--- Records shown Enclosed Below ---
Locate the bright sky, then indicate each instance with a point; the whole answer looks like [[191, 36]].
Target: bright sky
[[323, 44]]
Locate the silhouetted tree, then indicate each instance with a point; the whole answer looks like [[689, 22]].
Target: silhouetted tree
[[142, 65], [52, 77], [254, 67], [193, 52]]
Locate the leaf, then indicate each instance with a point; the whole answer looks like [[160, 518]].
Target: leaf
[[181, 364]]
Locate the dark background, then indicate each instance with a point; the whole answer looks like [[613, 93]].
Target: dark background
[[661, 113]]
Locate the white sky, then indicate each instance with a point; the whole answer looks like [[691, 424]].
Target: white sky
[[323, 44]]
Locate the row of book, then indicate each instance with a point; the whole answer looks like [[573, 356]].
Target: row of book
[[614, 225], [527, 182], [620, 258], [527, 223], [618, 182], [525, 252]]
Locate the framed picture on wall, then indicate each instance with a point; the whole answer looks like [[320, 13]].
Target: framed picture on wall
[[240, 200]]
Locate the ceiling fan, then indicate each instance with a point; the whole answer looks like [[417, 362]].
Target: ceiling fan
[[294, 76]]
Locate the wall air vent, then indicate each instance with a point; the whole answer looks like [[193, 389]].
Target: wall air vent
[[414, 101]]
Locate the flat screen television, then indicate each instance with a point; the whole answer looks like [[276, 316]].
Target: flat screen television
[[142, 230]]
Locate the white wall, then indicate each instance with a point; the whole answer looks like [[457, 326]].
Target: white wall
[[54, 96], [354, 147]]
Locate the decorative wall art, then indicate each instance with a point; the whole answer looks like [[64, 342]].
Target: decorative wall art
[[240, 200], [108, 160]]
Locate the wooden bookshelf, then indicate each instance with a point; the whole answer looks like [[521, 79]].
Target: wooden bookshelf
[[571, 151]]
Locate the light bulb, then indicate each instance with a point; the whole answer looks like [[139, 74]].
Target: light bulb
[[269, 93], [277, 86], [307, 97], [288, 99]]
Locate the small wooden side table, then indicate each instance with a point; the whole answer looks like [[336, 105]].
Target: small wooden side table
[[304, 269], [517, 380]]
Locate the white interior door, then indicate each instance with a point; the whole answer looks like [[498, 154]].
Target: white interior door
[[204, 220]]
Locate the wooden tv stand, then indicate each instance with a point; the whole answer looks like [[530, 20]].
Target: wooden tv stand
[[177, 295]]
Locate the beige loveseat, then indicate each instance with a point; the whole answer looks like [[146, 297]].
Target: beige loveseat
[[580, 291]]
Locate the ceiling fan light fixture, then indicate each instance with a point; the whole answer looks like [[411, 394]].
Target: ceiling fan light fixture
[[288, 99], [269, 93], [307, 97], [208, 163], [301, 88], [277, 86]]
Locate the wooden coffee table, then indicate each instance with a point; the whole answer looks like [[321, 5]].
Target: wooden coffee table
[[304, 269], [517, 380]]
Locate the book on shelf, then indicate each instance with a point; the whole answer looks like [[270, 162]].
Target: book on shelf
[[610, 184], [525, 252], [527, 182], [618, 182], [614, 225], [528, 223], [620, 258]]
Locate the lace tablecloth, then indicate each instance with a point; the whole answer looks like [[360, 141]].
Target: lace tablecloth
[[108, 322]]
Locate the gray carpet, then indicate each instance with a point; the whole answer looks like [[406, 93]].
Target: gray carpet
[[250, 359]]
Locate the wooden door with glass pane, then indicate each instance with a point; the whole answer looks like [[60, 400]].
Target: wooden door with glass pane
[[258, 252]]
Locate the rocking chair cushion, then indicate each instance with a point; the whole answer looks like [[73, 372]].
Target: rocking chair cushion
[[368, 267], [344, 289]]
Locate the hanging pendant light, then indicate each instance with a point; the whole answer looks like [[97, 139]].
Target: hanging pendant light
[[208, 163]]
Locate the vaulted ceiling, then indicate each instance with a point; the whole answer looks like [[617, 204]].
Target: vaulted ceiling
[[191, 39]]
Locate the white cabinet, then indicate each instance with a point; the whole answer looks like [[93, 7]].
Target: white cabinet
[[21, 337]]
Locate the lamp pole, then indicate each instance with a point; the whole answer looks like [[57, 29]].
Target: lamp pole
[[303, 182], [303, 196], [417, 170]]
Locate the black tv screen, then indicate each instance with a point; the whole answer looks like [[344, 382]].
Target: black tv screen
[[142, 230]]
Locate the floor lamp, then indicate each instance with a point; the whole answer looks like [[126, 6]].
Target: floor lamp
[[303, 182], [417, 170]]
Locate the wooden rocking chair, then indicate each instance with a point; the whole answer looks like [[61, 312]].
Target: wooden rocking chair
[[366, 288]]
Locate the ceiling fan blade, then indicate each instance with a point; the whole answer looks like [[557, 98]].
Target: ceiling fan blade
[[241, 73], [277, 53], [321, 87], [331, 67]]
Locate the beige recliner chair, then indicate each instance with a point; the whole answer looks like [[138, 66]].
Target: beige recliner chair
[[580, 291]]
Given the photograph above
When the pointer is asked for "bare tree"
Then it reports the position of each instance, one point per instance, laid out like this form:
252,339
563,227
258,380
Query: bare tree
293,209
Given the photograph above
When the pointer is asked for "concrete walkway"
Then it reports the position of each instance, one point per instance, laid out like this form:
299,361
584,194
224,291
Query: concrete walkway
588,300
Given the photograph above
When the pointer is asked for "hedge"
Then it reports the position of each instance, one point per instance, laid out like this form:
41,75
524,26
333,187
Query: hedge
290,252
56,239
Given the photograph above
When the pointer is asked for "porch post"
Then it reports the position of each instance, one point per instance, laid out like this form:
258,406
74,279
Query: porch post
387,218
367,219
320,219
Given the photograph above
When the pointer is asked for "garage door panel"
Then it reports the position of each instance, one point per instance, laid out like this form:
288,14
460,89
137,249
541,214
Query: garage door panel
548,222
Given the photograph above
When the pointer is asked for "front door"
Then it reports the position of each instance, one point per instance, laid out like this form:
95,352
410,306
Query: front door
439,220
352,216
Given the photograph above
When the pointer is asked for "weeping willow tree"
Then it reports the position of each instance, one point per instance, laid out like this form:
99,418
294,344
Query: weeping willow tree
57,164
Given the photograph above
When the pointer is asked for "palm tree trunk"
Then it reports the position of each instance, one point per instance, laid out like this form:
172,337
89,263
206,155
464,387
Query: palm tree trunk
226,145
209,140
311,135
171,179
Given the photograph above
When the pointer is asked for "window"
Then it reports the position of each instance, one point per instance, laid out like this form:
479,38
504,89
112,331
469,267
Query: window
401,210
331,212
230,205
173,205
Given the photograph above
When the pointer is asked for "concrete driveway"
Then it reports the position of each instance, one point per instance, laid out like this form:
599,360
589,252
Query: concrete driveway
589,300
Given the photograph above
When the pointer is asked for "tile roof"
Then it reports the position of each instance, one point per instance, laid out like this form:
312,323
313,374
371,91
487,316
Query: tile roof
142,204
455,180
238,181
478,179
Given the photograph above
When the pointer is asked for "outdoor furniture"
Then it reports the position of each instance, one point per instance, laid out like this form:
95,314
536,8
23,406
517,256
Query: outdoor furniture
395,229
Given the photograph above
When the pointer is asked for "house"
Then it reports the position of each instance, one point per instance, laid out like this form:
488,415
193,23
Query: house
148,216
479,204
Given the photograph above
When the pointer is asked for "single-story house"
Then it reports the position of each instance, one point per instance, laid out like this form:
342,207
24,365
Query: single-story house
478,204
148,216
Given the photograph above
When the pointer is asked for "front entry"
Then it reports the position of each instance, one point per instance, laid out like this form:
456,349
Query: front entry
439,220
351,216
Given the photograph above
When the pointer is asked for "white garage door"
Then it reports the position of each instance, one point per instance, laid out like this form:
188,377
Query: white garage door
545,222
--- End of Enclosed Records shown ---
What is required: With nothing left out, copy the data above exactly.

Completed exercise:
Locate the bright sky, then indicate each instance with a point; the whole answer looks like [[191, 36]].
Target: bright sky
[[323, 44]]
Locate the silhouetted tree, then indicate each instance with a point; the whole answer looks like [[689, 22]].
Target: silhouetted tree
[[142, 65], [52, 77], [254, 67], [193, 52]]
Locate the leaf, then indicate each instance with a point; the whole answer looks like [[160, 518]].
Target: leaf
[[181, 364]]
Locate the dark background, then indicate each instance with a point; the whole answer looks like [[613, 93]].
Target: dark background
[[661, 113]]
Locate the white sky, then indicate each instance with a point; the whole answer looks like [[691, 424]].
Target: white sky
[[323, 44]]
Locate the row of book, then indicate each instance with a point; the whole answer looks like [[573, 356]].
Target: row of book
[[614, 225], [527, 182], [620, 258], [527, 223], [618, 182], [525, 252]]
Locate the framed picture on wall, then indicate each instance with a point; the whole answer looks like [[320, 13]].
Target: framed picture on wall
[[240, 200]]
Locate the ceiling fan, then indicate each instance with a point; the whole answer looks like [[417, 362]].
Target: ceiling fan
[[294, 76]]
Locate the wall air vent, then indicate each instance with a point; the whole answer looks like [[193, 389]].
Target: wall air vent
[[414, 101]]
Locate the flat screen television, then indicate each instance with a point; the whole answer looks like [[276, 316]].
Target: flat screen television
[[142, 230]]
Locate the white wall, then indicate each instance with a point; the whole answer looks like [[457, 326]].
Target: white wall
[[54, 96], [354, 147]]
Locate the decorative wall art, then indicate each instance with a point; the whole answer looks like [[64, 342]].
Target: decorative wall art
[[240, 200], [108, 160]]
Locate the wooden bookshelf, then indicate each instance with a point; the whole answer looks like [[521, 79]].
Target: wooden bookshelf
[[571, 151]]
Locate the light bulb, then indicate each instance with a point; the whole answer looks like [[139, 74]].
Target: light bulb
[[269, 93], [277, 86], [307, 97], [288, 99]]
Locate the small wooden side table, then indicate each instance with a point; the whole answer looks like [[336, 105]].
Target: small wooden side table
[[304, 269], [517, 380]]
Locate the white interior door, then indicate each instance with a point; the whole answer looks like [[498, 154]].
Target: white interior door
[[204, 220]]
Locate the wooden tv stand, then indicate each instance with a point; the whole answer looks like [[530, 20]].
Target: wooden tv stand
[[177, 295]]
Locate the beige loveseat, then indicate each instance with a point; the whole answer looks like [[146, 297]].
Target: beige loveseat
[[580, 291]]
Locate the ceiling fan light fixture, then indicate each instance with a point; the whole answer looks like [[411, 394]].
Target: ceiling fan light fixture
[[288, 99], [269, 93], [307, 97], [208, 163], [301, 88], [277, 86]]
Locate the wooden coffee table, then indicate each instance with a point; the whole answer looks like [[321, 5]].
Target: wooden coffee table
[[304, 269], [517, 380]]
Locate the book on shelf, then indicate each instance with a point; the whole answer looks like [[270, 162]].
Target: book on shelf
[[610, 184], [525, 252], [527, 182], [618, 182], [614, 225], [528, 223], [620, 258]]
Locate the lace tablecloth, then indicate each instance with a point; the whole answer looks like [[360, 141]].
Target: lace tablecloth
[[108, 322]]
Locate the gray carpet, then indicate each instance with a point; the whole answer looks like [[406, 93]].
Target: gray carpet
[[250, 359]]
Locate the wooden door with glass pane, then indicate each instance with a point; the whole answer looks like [[60, 400]].
Target: wooden door with glass pane
[[258, 252]]
Locate the rocking chair cushion, then indicate each instance with a point; the whole answer looks like [[73, 372]].
Target: rocking chair cushion
[[368, 267], [344, 289]]
Locate the hanging pendant light, then indicate each instance with a point; the whole answer looks like [[97, 139]].
Target: hanging pendant light
[[208, 163]]
Locate the vaulted ceiling, then indicate each instance with a point; the whole answer looks like [[617, 204]].
Target: vaulted ceiling
[[191, 39]]
Locate the white cabinet, then indicate each instance with a point; the whole answer looks like [[93, 7]].
Target: white cabinet
[[21, 337]]
Locate the lamp pole, then indicate each instance with a point; the whole answer looks like [[57, 29]].
Target: lamp pole
[[303, 182], [303, 196], [417, 170]]
Locate the black tv screen, then indicate each instance with a point; the whole answer looks like [[344, 382]].
Target: black tv screen
[[142, 230]]
Locate the floor lamp, then indicate each instance with a point; the whole answer looks like [[126, 6]].
Target: floor lamp
[[303, 182], [417, 170]]
Locate the wooden rocking chair, then indicate each instance with a point; the whole answer looks like [[61, 312]].
Target: wooden rocking chair
[[366, 288]]
Locate the ceiling fan blade, then indicate each instance with a point; the whole answer looks like [[557, 98]].
Target: ceiling fan blade
[[241, 73], [277, 53], [321, 87], [331, 67]]
Locate the beige recliner chair, then indicate each instance with a point; the whole answer looks like [[138, 66]].
Target: beige recliner chair
[[580, 291]]
Given the photograph above
When the pointer is asked for "bare tree"
Then it reports the position of each instance, one point per instance, laid out like this form:
252,339
563,227
258,380
Query: bare tree
293,209
Given the photograph above
When the pointer is asked for "concrete walkway"
Then it reports the position of each instance, one point per instance, laid out like this form:
299,361
584,194
224,291
Query: concrete walkway
588,300
Given the photograph above
When the pointer is asked for "hedge"
Then it reports the position of each instance, one point per instance, laid out like this form:
41,75
524,26
333,187
Query: hedge
290,252
56,239
Given the photograph above
When the pointer is asked for "porch post"
Then it reports the position of each instance, one point per instance, laid out like this form:
258,406
74,279
Query: porch post
387,218
367,219
320,219
Given the photograph above
When the pointer is asked for "garage door panel"
Then it reports the position of each instance, one point per instance, laid out like this form:
288,14
460,89
137,249
541,214
Query: garage door panel
548,222
Given the photograph above
When the pointer is asked for "front door"
Then it reports the position of each instance, one point per instance, laid out like this form:
95,352
410,306
Query: front door
439,220
352,216
Given the photograph above
When the pointer is asked for "weeping willow tree"
Then it reports the position of each instance, one point per instance, laid out like this form:
99,418
294,344
Query: weeping willow tree
57,164
Given the photograph above
When the pointer is asked for "palm tree trunk"
Then it reports the position of each instance, one point per instance, laid out like this form:
172,337
89,263
206,155
464,387
Query: palm tree trunk
226,145
209,140
311,135
171,179
Given the photograph above
When the pointer is asked for "window"
Then it reports the position of each instance, one point per instance, laid out like this form:
479,38
504,89
112,331
469,267
Query: window
401,210
331,212
230,205
173,205
Given the photograph above
When the pointer is asked for "concrete driveway"
Then it reports the position of each instance, one point per instance, laid out like this form:
599,360
589,252
Query: concrete driveway
589,300
Given the photograph above
When the pointer is asked for "tile roof"
Then it reports the position of each instance, one point per instance, laid out like this form:
312,323
313,374
371,91
487,316
Query: tile roof
142,204
455,180
238,181
478,179
Given the photograph above
When the pointer is asked for "outdoor furniture"
Then it reports the position of each instance, one point per instance, laid out like this form:
95,314
536,8
23,406
517,256
Query: outdoor furniture
395,229
Given the photograph above
When the pointer is asked for "house"
Then it reports the position of each instance, one point per instance, laid out like this form:
488,415
193,23
Query: house
148,216
479,204
Given the photograph above
When the pointer is asked for "single-story house"
Then it reports the position of each instance, one point per instance, laid out like this form:
342,207
24,365
Query: single-story house
478,204
148,216
Given the photograph above
When the pointer is asked for "front entry"
Then it reports the position of each instance, one point per instance, laid out like this form:
456,349
Query: front entry
439,220
351,216
Given the photograph above
When the pointer is asked for "white garage door"
Then it reports the position of each instance, one point per instance, laid out like this form:
188,377
Query: white garage door
545,222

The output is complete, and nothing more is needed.